- _WHAT YOU SHOULD DO_
Rewrite the records from the line with "Could you please indicate the cat's" through the end of the records, switching "sleeping" to "resting" and leaving everything else unchanged.

[Position identification records]
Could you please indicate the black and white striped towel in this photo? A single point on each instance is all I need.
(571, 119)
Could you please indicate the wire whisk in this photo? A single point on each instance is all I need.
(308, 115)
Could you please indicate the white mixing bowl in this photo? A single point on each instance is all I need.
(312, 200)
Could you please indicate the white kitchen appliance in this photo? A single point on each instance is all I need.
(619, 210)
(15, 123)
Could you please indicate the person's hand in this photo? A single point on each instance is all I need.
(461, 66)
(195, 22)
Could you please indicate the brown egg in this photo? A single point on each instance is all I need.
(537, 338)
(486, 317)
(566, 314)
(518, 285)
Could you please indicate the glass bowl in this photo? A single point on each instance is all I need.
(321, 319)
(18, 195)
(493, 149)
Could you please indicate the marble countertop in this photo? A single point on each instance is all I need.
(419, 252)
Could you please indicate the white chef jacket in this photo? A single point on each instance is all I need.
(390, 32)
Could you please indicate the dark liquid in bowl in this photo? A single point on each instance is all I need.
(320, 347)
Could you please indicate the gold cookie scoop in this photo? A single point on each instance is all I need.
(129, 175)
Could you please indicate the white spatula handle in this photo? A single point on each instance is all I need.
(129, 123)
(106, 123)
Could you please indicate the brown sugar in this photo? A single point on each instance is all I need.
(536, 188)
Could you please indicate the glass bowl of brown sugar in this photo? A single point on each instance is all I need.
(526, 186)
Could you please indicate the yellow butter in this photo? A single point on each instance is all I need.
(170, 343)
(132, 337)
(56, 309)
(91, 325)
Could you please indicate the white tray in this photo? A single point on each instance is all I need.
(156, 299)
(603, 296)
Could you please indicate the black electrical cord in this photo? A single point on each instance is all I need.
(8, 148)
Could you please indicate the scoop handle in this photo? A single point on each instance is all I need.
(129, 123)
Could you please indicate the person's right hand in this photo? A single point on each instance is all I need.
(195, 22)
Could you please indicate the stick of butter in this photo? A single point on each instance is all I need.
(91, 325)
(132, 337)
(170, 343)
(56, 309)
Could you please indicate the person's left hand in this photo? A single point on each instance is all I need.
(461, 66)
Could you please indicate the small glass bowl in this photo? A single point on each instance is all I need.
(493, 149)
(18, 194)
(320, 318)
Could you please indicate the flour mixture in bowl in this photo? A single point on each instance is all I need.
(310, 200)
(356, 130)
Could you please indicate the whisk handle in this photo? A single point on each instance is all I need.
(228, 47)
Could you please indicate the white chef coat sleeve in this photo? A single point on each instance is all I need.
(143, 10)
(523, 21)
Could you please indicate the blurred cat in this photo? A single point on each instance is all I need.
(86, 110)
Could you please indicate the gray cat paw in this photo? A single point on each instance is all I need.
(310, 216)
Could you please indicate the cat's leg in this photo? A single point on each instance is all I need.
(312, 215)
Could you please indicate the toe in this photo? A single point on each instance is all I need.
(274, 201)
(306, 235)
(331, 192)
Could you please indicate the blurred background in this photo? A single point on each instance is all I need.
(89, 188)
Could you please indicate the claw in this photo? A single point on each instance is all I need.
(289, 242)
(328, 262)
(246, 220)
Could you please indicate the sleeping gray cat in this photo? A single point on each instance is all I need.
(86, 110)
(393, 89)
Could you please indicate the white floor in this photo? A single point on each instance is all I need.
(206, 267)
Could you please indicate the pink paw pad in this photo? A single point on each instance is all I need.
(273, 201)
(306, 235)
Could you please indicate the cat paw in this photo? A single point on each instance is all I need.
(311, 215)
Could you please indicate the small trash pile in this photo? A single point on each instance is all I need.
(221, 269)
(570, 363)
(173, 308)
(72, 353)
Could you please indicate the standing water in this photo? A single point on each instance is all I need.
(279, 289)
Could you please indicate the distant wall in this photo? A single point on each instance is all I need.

- _ANSWER TO THE TASK_
Could you please indicate the cat's leg in this photo? A single point on each instance is all I need.
(312, 215)
Could you please indicate the toe in this photo? A single point on each instance is all I need.
(274, 201)
(306, 235)
(331, 192)
Could you please indicate the blurred background in this photo? A single point on each instance is all I need.
(89, 188)
Could you please indicate the claw in this photo? A single point on each instance is all I need.
(289, 242)
(328, 262)
(246, 220)
Could you please indicate the resting gray cat in this photo? A single point on each instance is all I need.
(86, 110)
(393, 89)
Could you please indicate the white floor in this photo? A single point on each instance is all I need.
(206, 267)
Could you please indicate the pink paw pad in this photo? A single point on each instance is all I need.
(273, 201)
(306, 235)
Could you please indicate the cat paw in this photo? A single point on each instance is all I need.
(311, 215)
Could you please indicate the small trash pile in this photo? A single point on each instance is all I need.
(221, 269)
(570, 363)
(173, 308)
(72, 353)
Could you please indicate the standing water in this photo? A single point on each instance is all I need.
(279, 289)
Could you please indicate the distant wall in this photo? A single point on each instance is all I need.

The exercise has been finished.